[Point placement records]
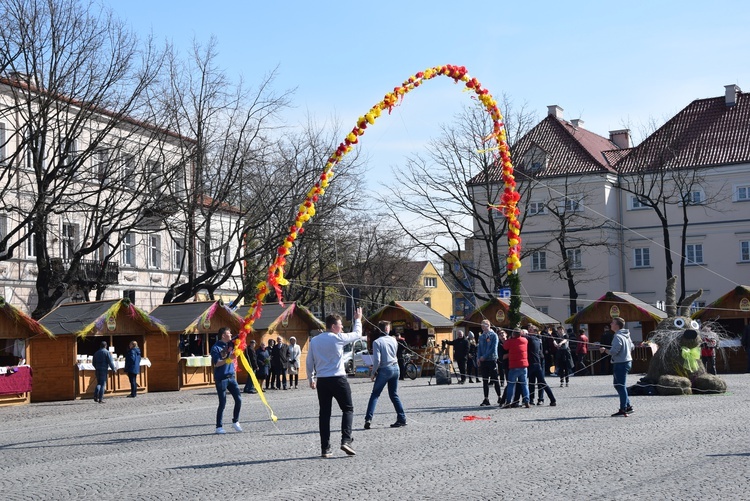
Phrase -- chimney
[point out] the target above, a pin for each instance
(730, 96)
(555, 111)
(621, 138)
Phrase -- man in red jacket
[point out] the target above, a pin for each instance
(518, 361)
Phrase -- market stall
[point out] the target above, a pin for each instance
(290, 319)
(185, 362)
(422, 328)
(732, 312)
(17, 332)
(496, 311)
(598, 316)
(64, 371)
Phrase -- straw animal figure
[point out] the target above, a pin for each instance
(676, 368)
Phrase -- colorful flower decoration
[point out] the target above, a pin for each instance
(137, 314)
(508, 206)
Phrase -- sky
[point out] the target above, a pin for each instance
(613, 65)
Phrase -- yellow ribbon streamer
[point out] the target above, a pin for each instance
(256, 384)
(690, 357)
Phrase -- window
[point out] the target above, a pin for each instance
(694, 253)
(128, 171)
(571, 205)
(579, 308)
(178, 253)
(742, 193)
(102, 253)
(200, 256)
(695, 197)
(574, 258)
(536, 208)
(154, 252)
(642, 257)
(2, 143)
(3, 232)
(637, 203)
(128, 249)
(68, 153)
(538, 261)
(101, 161)
(31, 242)
(68, 241)
(154, 172)
(178, 181)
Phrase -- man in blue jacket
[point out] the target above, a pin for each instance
(223, 359)
(102, 361)
(133, 367)
(487, 356)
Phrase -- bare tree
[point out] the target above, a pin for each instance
(234, 189)
(656, 175)
(76, 91)
(575, 230)
(443, 200)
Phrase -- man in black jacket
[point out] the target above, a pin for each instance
(252, 358)
(460, 352)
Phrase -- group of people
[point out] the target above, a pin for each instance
(272, 364)
(522, 358)
(103, 362)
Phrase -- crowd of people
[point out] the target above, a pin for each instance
(517, 359)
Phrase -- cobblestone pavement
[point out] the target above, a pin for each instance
(162, 446)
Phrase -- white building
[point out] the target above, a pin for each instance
(89, 174)
(608, 198)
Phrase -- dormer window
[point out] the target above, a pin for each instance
(534, 160)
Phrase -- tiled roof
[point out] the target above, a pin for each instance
(706, 133)
(569, 150)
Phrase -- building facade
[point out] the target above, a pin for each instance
(601, 215)
(108, 193)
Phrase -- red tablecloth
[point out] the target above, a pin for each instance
(16, 383)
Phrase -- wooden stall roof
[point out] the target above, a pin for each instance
(733, 304)
(273, 313)
(631, 308)
(17, 324)
(82, 319)
(418, 310)
(528, 312)
(189, 317)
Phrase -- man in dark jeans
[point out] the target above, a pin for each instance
(327, 375)
(223, 359)
(460, 352)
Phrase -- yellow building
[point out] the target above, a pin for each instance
(436, 293)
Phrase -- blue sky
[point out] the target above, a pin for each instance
(607, 63)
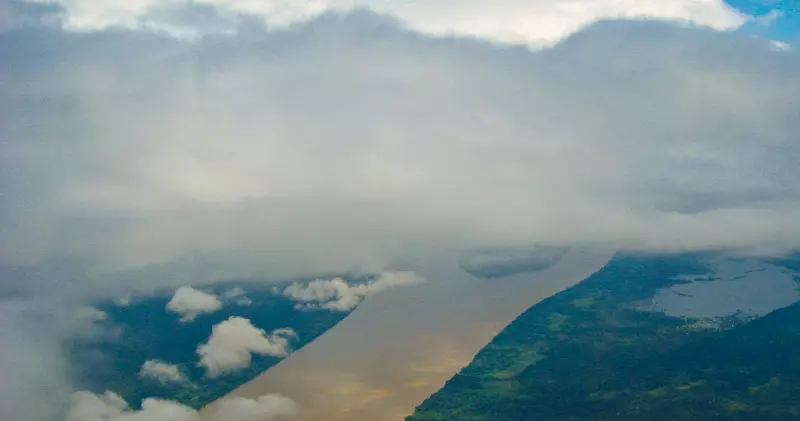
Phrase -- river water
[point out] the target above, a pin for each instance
(400, 346)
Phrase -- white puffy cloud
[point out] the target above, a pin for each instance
(124, 300)
(162, 372)
(265, 408)
(87, 406)
(109, 406)
(233, 341)
(535, 22)
(349, 143)
(190, 302)
(237, 295)
(338, 295)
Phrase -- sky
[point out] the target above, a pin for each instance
(150, 144)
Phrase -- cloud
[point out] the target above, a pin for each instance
(232, 343)
(109, 406)
(132, 160)
(87, 406)
(339, 295)
(189, 303)
(124, 300)
(162, 372)
(535, 22)
(265, 408)
(237, 295)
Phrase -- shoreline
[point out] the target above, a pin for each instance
(399, 347)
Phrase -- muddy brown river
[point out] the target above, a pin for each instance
(400, 346)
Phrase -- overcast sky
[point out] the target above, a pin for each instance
(270, 137)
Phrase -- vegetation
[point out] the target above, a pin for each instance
(146, 331)
(590, 353)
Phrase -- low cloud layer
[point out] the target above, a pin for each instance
(338, 295)
(233, 342)
(535, 22)
(265, 408)
(87, 406)
(190, 302)
(132, 160)
(162, 372)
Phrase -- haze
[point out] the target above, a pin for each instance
(148, 145)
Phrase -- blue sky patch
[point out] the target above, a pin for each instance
(780, 18)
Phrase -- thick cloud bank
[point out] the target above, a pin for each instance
(536, 22)
(338, 295)
(190, 302)
(233, 342)
(349, 142)
(352, 143)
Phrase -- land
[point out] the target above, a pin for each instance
(594, 352)
(401, 345)
(145, 331)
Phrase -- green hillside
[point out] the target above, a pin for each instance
(591, 353)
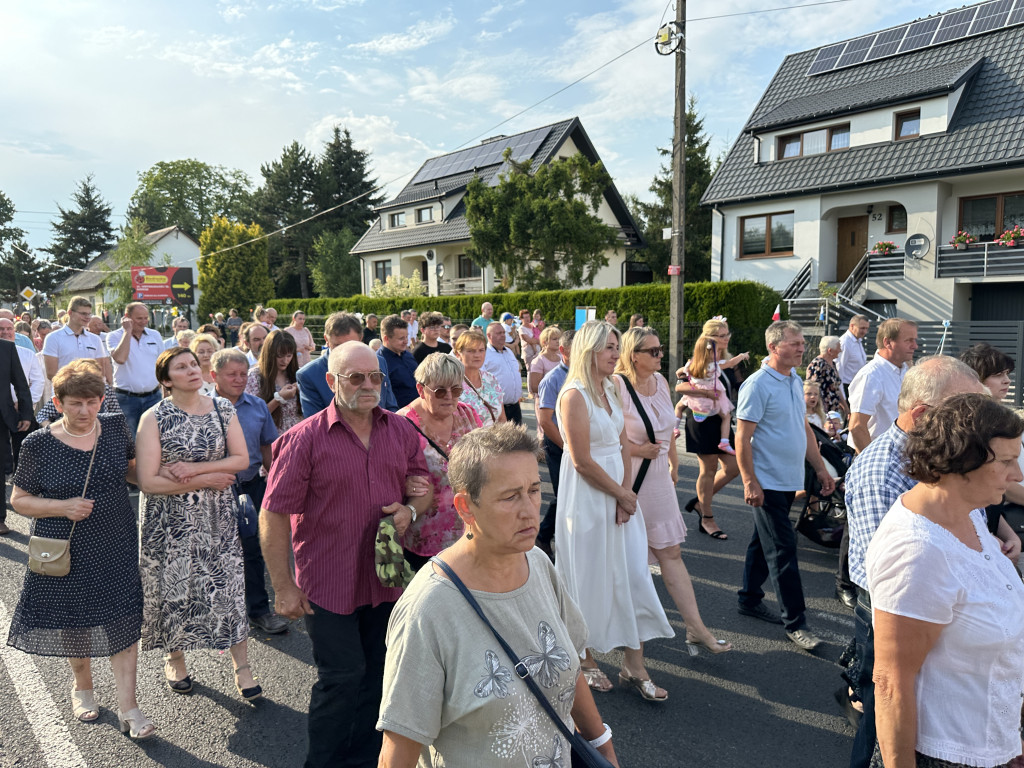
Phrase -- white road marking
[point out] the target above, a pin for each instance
(55, 743)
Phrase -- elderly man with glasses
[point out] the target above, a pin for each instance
(334, 476)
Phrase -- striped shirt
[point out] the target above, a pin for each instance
(333, 488)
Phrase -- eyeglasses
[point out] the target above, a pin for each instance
(653, 351)
(356, 379)
(442, 392)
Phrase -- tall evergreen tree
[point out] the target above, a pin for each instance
(287, 198)
(656, 215)
(80, 232)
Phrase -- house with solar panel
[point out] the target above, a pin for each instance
(423, 230)
(890, 166)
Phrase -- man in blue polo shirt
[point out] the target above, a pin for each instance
(772, 441)
(229, 369)
(547, 420)
(397, 364)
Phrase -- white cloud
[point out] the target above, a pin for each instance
(419, 35)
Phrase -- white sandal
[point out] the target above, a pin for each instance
(83, 706)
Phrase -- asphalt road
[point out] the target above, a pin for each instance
(765, 704)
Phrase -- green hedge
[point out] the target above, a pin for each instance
(748, 305)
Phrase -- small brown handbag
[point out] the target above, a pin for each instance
(52, 556)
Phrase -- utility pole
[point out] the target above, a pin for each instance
(677, 354)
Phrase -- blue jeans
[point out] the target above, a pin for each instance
(133, 409)
(553, 456)
(859, 678)
(772, 553)
(348, 651)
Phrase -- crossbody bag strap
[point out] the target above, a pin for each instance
(520, 669)
(645, 464)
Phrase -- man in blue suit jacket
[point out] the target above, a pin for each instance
(314, 394)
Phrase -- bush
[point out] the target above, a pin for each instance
(748, 305)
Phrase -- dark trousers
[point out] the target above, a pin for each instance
(859, 677)
(553, 457)
(257, 600)
(348, 651)
(513, 412)
(772, 553)
(843, 582)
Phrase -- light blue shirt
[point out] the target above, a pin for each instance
(775, 403)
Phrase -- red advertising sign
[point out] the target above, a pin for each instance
(162, 285)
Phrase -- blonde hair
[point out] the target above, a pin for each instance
(813, 386)
(589, 340)
(632, 340)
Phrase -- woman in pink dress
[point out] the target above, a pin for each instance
(638, 368)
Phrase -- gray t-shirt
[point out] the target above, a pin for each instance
(449, 685)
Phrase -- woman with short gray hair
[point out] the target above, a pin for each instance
(441, 420)
(822, 370)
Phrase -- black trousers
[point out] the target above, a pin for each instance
(513, 412)
(257, 600)
(348, 651)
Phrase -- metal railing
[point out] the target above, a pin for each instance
(978, 260)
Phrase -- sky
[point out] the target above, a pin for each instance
(111, 88)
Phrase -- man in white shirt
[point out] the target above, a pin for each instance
(73, 341)
(852, 356)
(134, 349)
(875, 390)
(504, 366)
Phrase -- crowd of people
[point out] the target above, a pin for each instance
(255, 458)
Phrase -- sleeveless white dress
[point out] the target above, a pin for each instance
(604, 565)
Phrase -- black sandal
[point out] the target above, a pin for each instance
(720, 535)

YOUR INSTRUCTIONS
Can you write out the records again from the line with "Phrase -- black sandal" to the end of the records, requests included, offsetting every coordinate in the answers by -86?

SOLVED PROBLEM
Phrase -- black sandal
[point out] the target above, a pin for each instance
(634, 449)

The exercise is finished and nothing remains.